### INSTRUCTIONS TO FOLLOW:
Please reproduce exactly the lines from the start of the records through the one containing "Exercise. Mark every instance of the large", and nothing more.

### DATA SECTION:

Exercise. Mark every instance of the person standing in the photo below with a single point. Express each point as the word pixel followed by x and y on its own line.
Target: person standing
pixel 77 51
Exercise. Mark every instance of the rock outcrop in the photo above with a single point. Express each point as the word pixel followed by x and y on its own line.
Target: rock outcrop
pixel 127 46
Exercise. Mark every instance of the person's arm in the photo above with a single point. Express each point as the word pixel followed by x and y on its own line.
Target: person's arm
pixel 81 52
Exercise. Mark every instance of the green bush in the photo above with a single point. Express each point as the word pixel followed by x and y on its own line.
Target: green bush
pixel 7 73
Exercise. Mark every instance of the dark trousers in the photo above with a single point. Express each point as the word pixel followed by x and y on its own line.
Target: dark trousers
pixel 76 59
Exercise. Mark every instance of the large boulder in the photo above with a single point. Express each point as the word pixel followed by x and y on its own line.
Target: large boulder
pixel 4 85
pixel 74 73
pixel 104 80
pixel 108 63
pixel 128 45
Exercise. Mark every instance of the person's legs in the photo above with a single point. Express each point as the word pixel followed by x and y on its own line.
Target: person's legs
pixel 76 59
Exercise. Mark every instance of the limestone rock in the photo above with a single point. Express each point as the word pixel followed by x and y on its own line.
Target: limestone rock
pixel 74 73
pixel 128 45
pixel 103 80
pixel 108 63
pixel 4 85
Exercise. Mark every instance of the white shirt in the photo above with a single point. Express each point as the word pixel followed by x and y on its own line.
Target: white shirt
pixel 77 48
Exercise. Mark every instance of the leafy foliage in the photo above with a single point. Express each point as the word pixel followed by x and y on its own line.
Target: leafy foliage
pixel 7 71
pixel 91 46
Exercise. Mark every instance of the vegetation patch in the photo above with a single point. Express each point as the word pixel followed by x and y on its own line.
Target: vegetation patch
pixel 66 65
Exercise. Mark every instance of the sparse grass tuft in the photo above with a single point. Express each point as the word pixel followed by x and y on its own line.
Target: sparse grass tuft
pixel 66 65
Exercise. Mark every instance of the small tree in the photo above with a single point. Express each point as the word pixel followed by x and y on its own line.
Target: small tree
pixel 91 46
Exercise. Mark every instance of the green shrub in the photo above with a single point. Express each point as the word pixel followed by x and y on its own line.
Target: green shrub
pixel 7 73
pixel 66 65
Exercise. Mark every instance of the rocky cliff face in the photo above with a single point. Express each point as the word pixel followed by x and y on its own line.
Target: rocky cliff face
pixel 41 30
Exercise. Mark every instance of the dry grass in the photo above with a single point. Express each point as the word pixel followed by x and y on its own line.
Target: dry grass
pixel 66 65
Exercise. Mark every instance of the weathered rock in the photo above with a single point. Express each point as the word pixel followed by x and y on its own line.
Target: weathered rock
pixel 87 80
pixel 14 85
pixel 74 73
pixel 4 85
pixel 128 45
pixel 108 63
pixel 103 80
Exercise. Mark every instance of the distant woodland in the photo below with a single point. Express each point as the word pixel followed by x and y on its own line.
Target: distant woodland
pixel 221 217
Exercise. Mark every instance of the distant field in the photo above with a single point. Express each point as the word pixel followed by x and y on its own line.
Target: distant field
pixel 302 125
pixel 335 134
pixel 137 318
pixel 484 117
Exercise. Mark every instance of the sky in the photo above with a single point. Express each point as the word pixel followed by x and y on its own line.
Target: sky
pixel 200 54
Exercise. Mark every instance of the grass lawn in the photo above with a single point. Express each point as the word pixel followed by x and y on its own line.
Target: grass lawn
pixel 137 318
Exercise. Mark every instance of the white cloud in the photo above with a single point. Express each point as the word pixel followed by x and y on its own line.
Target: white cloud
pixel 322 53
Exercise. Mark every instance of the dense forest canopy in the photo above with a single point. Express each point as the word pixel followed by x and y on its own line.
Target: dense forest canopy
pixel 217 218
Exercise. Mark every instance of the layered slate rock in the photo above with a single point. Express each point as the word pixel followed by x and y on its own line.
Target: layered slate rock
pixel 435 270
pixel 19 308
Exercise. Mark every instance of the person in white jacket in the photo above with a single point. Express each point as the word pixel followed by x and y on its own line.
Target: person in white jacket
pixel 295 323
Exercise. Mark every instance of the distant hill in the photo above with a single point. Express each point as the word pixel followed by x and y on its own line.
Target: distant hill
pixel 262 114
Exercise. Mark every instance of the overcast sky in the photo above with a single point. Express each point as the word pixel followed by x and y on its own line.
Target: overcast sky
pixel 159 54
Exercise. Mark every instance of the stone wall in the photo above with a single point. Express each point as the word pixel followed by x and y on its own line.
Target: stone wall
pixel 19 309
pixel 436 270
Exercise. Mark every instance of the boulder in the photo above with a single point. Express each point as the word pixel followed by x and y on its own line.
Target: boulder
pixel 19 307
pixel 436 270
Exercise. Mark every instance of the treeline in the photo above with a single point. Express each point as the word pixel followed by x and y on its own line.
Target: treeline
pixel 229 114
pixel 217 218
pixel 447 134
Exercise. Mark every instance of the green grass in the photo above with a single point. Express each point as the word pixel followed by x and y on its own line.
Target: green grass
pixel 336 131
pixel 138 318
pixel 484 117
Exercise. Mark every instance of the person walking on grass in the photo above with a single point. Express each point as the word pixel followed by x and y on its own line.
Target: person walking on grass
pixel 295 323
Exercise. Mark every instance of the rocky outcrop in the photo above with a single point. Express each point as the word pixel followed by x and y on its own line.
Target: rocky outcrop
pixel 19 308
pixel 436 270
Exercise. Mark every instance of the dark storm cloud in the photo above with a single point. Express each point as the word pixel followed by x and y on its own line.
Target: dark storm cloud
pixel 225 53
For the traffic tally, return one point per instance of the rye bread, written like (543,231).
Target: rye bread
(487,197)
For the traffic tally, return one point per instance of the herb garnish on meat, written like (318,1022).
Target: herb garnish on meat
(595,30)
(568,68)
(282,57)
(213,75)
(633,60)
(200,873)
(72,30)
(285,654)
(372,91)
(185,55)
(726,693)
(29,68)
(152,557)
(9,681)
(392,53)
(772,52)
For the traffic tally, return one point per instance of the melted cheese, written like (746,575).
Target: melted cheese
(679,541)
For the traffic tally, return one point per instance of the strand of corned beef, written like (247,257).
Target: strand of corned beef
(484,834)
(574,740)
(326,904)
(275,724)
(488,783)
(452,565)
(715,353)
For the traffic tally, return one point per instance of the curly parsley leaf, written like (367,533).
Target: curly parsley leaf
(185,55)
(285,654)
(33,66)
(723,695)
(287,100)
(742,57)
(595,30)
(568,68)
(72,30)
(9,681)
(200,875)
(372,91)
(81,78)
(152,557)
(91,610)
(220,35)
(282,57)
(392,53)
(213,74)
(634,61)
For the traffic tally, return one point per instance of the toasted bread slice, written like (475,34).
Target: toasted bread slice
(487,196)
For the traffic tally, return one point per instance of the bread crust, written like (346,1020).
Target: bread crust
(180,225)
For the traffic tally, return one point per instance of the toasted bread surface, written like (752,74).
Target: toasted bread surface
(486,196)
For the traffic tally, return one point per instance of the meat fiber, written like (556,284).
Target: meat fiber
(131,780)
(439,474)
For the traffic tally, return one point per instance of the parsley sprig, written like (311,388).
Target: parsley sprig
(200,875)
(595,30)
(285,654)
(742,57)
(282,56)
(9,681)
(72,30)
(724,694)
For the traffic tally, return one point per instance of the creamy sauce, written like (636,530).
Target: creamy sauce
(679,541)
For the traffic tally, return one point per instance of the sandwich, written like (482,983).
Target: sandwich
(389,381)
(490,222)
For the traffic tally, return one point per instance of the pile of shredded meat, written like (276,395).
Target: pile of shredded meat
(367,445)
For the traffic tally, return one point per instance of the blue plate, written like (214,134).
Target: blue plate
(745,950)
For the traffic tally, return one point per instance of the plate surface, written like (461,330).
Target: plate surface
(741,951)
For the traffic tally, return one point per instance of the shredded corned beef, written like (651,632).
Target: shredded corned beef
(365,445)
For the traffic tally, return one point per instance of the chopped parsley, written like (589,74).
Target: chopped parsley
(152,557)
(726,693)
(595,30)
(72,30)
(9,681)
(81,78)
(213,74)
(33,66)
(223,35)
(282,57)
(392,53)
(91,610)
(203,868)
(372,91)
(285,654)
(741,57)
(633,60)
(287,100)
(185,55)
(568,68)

### SOLUTION FOR THIS EXERCISE:
Exercise. Mark every instance of the person standing in the photo below with a single point. Express each point as the word pixel followed by x and y on its own line.
Target: person standing
pixel 77 51
Exercise. Mark every instance of the rock outcrop in the photo above with a single point. Express each point as the word pixel followed by x and y on its own line.
Target: rock outcrop
pixel 127 46
Exercise. Mark every instance of the person's arm in the photo above with a single point. Express each point as the word pixel followed by x and y on its own line.
Target: person's arm
pixel 81 52
Exercise. Mark every instance of the green bush in the photo above with a single point. Express each point as the word pixel followed by x and y on its own line.
Target: green bush
pixel 7 73
Exercise. Mark every instance of the dark trousers in the photo above with a single point. Express each point as the word pixel followed by x and y on its own line.
Target: dark trousers
pixel 76 59
Exercise. Mark every instance of the large boulder in the photo above with a single point. Express each point as the word pixel followed by x and y on its own line.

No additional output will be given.